作業一覧 →
- A) 兄についての文章によると、兄が僕にくれたプレゼントは何か。
- B) 次の三つの記述が兄についての文章と合うかどうか、それぞれ「はい」か「いいえ」で答え、決め手となる文章の言葉をそのまま引け。(i) 兄は家では口数が少なかったようだ。(ii) 兄には友達がほとんどいなかった。(iii) 兄が彼女を連れてきたとき、家族は驚かなかった。
- C) 兄についての文章のうち、「兄は母親や姉に聞いたところによると、家では寡黙だったようだ。」から「っかけを与えてくれたそうだ。」までの部分を一字も変えずに引用せよ。

出典 →
_____

兄は母親や姉に聞いたところによると、家では寡黙だったようだ。
僕もあまり兄が家で話しているところをそこまで見たことがない。ただ友達は多くいたそうだ。きっと照れ屋だったんだろうと思う。言わば、シャイというやつだ。兄がどんなことを考えているのか、家以外でどんな生活を送っていたのかはベールに包まれていた。母親ですら分からないのだから、僕にはわかりっこない。

そんな調子だから、真が彼女を連れてきたときは田中家最大のイベントになった。その年で一番盛り上がったのではないのだろうか。当時家族みんなが驚いた。おそらく、そうであった気がする。

兄は僕にあるプレゼントをくれた

そんな兄は僕にあるプレゼントをくれた。それはサッカーだ。
当時習い事など、特に何かをやっていたわけでもなかった僕に、サッカーをやるきっかけを与えてくれたそうだ。

_____

記録一覧 →
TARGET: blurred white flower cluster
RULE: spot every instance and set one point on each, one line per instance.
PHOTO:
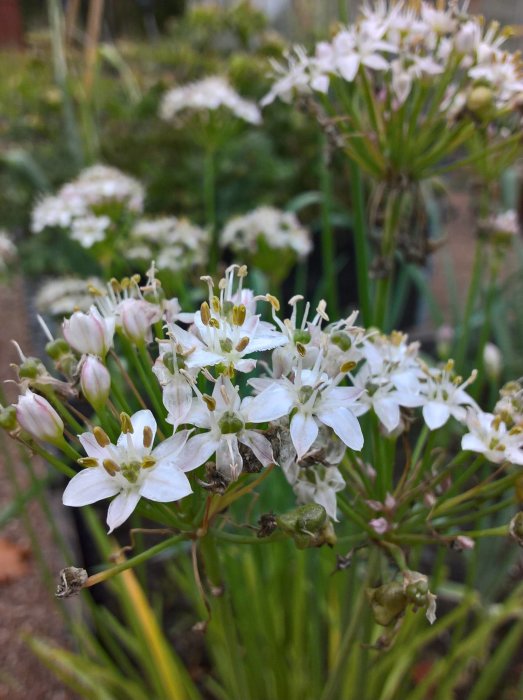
(8, 251)
(175, 244)
(303, 412)
(88, 204)
(209, 94)
(267, 227)
(399, 45)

_____

作業結果 →
- A) サッカーだ。

- B)
(i) はい。「家では寡黙だったようだ」
(ii) いいえ。「ただ友達は多くいたそうだ」
(iii) いいえ。「当時家族みんなが驚いた」

- C)
兄は母親や姉に聞いたところによると、家では寡黙だったようだ。
僕もあまり兄が家で話しているところをそこまで見たことがない。ただ友達は多くいたそうだ。きっと照れ屋だったんだろうと思う。言わば、シャイというやつだ。兄がどんなことを考えているのか、家以外でどんな生活を送っていたのかはベールに包まれていた。母親ですら分からないのだから、僕にはわかりっこない。

そんな調子だから、真が彼女を連れてきたときは田中家最大のイベントになった。その年で一番盛り上がったのではないのだろうか。当時家族みんなが驚いた。おそらく、そうであった気がする。

兄は僕にあるプレゼントをくれた

そんな兄は僕にあるプレゼントをくれた。それはサッカーだ。
当時習い事など、特に何かをやっていたわけでもなかった僕に、サッカーをやるきっかけを与えてくれたそうだ。